◆ Seçilen Metin:
———

Emsal Mahkeme Kararı Sakarya Bölge Adliye Mahkemesi 7. Hukuk Dairesi 2022/1412 E. 2023/1437 K. 28.09.2023 T.

Görüntülediğiniz mahkeme kararı henüz kesinleşmemiştir. Yararlı olması amacıyla eklenmiştir.

T.C.
SAKARYA
BÖLGE ADLİYE MAHKEMESİ
7. HUKUK DAİRESİ

DOSYA NO : 2022/1412
KARAR NO : 2023/1437

T Ü R K M İ L L E T İ A D I N A
İ S T İ N A F K A R A R I

BAŞKAN :… (…)
ÜYE :… (…)
ÜYE :… (…)
KATİP :… (…)

———

Nokta işaretleme setinden girdiler:
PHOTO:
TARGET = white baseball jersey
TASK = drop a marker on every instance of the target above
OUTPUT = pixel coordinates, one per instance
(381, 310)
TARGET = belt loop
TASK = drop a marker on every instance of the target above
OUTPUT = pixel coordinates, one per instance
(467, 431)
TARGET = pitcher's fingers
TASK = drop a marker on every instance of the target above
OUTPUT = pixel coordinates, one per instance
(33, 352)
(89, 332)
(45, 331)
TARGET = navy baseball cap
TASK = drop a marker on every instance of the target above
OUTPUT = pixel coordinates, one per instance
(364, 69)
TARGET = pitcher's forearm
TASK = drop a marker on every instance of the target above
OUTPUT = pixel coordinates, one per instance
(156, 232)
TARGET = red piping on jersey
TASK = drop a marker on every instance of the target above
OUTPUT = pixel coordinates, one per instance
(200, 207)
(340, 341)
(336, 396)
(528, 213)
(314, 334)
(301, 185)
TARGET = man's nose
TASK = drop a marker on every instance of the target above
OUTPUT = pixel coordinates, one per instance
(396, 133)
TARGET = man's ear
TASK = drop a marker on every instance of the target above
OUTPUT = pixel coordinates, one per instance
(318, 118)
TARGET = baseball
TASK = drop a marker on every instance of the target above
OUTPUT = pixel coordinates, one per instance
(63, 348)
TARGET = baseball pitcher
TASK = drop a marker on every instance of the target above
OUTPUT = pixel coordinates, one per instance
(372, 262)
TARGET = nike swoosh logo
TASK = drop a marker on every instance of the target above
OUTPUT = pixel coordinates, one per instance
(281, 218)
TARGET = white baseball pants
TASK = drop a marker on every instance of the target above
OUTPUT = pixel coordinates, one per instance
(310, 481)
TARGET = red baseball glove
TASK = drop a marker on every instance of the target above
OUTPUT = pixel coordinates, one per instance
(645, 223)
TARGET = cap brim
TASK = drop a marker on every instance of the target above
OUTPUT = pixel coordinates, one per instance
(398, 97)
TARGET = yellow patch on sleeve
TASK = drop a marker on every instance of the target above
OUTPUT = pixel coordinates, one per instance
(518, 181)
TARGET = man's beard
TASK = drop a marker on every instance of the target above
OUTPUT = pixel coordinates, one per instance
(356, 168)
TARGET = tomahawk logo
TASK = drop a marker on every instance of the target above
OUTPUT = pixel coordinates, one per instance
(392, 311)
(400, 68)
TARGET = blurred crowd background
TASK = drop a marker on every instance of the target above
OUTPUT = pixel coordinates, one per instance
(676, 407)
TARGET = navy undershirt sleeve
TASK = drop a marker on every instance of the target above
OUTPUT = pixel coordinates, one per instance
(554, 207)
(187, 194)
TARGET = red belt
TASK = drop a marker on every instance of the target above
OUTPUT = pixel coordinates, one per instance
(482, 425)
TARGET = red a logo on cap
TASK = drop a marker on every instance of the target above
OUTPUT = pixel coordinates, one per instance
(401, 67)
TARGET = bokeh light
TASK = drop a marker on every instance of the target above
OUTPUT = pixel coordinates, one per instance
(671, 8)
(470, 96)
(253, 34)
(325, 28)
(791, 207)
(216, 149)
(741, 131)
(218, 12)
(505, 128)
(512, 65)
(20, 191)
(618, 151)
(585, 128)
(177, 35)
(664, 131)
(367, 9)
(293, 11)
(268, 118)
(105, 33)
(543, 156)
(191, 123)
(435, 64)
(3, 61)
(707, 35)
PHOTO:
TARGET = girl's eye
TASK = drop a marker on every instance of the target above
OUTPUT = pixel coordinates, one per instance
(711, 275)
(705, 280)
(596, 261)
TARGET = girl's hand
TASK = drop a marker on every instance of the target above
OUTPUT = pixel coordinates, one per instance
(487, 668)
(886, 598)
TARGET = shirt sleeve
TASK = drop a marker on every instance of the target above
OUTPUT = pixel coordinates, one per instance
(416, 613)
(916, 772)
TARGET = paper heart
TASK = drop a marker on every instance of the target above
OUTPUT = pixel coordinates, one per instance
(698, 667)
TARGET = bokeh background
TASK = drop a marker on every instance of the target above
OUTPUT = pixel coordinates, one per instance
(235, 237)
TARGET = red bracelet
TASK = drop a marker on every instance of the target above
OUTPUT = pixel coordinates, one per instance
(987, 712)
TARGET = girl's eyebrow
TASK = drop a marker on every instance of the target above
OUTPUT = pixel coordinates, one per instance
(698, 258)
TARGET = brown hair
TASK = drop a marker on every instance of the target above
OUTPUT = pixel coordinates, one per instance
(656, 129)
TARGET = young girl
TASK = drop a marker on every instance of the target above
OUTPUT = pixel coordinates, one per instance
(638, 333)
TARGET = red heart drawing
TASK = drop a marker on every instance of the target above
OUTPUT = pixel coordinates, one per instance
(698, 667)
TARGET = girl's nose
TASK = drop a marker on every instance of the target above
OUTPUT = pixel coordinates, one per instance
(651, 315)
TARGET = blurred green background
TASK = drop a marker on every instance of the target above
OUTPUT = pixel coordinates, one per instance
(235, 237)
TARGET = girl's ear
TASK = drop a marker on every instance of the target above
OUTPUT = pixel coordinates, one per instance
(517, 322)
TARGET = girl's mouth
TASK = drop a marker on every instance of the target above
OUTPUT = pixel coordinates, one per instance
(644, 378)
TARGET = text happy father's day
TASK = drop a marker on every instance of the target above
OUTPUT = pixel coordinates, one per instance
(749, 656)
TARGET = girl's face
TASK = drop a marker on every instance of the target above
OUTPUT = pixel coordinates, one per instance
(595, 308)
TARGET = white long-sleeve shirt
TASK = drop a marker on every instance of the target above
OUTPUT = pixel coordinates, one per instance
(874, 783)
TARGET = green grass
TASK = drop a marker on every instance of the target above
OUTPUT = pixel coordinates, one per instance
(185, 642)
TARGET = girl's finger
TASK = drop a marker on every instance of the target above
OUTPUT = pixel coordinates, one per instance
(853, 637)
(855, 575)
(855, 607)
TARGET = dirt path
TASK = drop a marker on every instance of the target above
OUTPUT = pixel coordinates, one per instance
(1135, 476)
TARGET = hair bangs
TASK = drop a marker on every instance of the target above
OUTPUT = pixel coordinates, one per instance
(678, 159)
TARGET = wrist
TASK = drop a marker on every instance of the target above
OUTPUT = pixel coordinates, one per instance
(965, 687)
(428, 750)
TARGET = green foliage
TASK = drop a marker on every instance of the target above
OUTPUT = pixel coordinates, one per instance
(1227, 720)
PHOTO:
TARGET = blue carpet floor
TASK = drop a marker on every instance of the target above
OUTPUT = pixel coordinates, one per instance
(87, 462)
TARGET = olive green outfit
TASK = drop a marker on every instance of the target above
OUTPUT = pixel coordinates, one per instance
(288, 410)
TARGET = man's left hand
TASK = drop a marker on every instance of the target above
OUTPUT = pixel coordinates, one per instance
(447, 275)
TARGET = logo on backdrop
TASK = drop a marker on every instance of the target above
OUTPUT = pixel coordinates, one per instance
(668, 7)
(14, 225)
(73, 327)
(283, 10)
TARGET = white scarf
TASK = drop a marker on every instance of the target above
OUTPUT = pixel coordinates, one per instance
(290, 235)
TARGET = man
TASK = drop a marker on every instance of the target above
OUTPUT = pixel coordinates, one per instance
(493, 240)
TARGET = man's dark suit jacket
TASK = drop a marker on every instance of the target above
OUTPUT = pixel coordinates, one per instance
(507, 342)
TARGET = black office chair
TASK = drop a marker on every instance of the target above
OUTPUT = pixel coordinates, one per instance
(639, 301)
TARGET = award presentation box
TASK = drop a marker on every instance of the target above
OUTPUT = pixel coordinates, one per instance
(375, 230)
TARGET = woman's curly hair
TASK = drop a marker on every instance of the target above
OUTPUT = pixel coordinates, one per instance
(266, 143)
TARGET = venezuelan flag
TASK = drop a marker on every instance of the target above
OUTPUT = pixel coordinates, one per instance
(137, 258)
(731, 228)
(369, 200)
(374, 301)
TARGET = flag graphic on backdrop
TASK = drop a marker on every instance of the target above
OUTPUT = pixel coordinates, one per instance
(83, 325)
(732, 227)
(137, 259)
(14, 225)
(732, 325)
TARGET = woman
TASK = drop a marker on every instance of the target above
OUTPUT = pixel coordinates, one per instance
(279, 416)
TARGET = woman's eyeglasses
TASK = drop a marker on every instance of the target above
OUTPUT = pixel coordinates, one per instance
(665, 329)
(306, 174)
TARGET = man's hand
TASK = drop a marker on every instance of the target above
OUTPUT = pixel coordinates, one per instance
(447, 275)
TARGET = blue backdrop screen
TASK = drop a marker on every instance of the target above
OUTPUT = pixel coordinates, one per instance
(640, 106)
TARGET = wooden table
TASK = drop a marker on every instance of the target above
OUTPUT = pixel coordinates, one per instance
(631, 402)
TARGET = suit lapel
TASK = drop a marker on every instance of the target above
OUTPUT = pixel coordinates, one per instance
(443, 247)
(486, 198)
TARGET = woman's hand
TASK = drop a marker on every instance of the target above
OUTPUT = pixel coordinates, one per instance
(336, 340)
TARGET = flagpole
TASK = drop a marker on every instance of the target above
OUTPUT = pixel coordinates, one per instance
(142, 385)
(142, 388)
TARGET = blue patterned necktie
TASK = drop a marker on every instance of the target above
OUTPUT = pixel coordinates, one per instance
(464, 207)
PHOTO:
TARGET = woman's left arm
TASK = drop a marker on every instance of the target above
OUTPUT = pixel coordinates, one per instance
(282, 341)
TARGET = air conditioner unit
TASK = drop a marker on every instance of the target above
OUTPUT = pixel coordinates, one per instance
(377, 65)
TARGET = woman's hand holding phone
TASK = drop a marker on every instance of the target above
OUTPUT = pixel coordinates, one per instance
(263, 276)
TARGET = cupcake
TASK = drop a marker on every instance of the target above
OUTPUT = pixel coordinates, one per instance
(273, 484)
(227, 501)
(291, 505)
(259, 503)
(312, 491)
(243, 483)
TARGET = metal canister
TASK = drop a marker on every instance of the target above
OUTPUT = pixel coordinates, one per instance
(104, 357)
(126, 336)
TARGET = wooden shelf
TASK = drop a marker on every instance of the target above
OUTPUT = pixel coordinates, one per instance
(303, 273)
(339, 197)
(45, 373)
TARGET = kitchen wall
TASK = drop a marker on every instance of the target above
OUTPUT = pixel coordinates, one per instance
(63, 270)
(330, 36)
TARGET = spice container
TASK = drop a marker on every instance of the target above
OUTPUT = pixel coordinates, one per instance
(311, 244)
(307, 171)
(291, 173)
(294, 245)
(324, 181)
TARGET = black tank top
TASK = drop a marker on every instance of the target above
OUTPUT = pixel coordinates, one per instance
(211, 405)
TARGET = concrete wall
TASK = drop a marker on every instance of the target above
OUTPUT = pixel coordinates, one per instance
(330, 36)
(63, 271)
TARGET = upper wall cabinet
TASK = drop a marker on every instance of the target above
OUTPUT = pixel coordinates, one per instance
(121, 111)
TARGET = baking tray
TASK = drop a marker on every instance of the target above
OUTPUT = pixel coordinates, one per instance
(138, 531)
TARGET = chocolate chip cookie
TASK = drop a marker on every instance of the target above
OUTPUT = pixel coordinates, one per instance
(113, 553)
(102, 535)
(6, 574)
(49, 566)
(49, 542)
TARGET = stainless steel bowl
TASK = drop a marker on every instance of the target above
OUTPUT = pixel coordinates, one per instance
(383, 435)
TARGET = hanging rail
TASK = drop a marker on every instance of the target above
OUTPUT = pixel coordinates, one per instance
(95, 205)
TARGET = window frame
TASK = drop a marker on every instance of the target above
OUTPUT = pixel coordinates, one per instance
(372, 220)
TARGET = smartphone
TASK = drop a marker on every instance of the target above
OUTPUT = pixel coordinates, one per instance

———

◆ Yapılacak Çalışmalar:
1. Mahkeme kararında "Görüntülediğiniz mahkeme kararı" ifadesinden "BAŞKAN :… (…)" ifadesine kadar uzanan bölümü hiç değiştirmeden çıkarır mısınız?
2. Mahkeme kararını iki cümleyle özetler misiniz?
Yalnızca mahkeme kararına dayanın.

◆ Alıştırma Sonuçları:
1.
Görüntülediğiniz mahkeme kararı henüz kesinleşmemiştir. Yararlı olması amacıyla eklenmiştir.

T.C.
SAKARYA
BÖLGE ADLİYE MAHKEMESİ
7. HUKUK DAİRESİ

DOSYA NO : 2022/1412
KARAR NO : 2023/1437

T Ü R K M İ L L E T İ A D I N A
İ S T İ N A F K A R A R I

BAŞKAN :… (…)

2. Bu, Sakarya Bölge Adliye Mahkemesi 7. Hukuk Dairesinin 2022/1412 esas ve 2023/1437 karar numaralı, 28.09.2023 tarihli istinaf kararıdır. Karar henüz kesinleşmemiştir ve yararlı olması amacıyla eklenmiştir.